> _Excerpted records_
-- begin --

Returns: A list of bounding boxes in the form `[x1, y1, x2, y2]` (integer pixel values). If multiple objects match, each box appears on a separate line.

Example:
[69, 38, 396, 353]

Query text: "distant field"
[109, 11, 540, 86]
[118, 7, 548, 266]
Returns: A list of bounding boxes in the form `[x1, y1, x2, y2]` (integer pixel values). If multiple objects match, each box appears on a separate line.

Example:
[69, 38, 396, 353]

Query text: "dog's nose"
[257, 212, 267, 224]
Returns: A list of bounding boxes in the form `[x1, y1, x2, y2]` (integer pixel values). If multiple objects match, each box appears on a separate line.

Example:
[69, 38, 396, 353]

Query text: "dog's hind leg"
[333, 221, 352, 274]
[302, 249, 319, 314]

-- end --
-- begin --

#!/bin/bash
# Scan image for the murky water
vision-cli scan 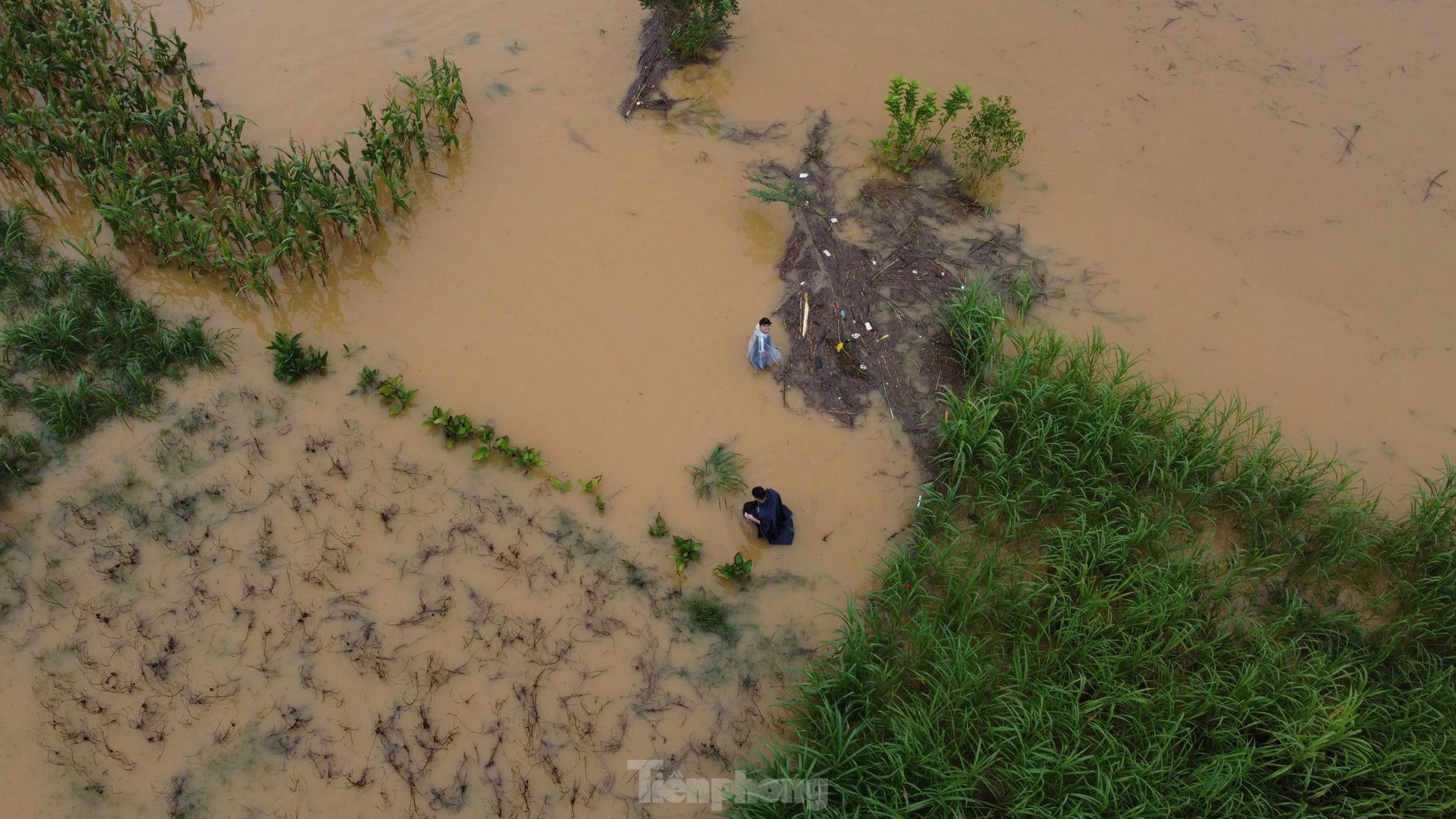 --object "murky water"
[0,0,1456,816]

-- end --
-- begin --

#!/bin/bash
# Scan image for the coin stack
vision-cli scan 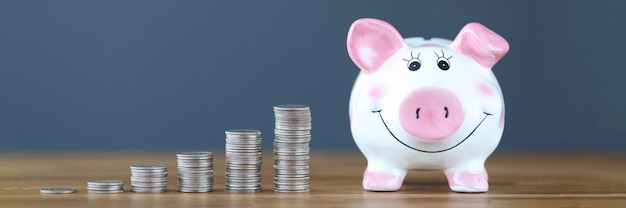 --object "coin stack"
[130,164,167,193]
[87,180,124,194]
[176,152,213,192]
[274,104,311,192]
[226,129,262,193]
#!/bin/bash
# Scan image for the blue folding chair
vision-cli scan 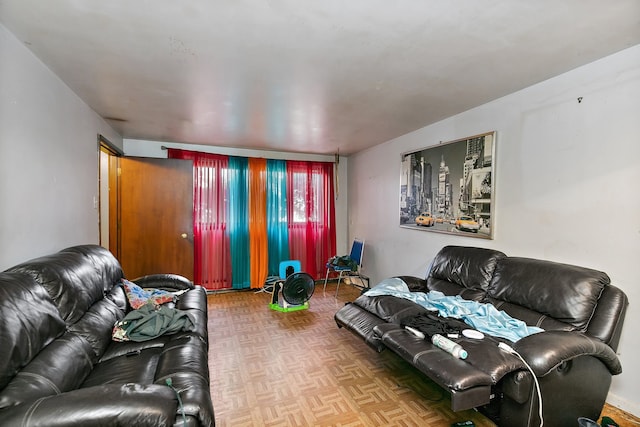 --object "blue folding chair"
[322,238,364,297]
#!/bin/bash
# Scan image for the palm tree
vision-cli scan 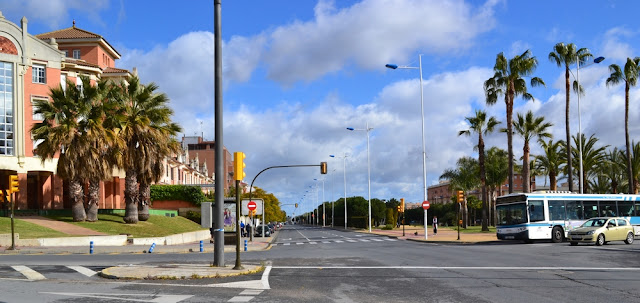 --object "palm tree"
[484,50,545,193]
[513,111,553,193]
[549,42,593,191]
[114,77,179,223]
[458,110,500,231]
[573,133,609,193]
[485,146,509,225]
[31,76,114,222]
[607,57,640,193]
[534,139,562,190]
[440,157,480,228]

-- end --

> _Given instruction_
Count the lines in the data above that contain the string "Query", with case counting, and reply with that number only.

> _Completed exercise_
3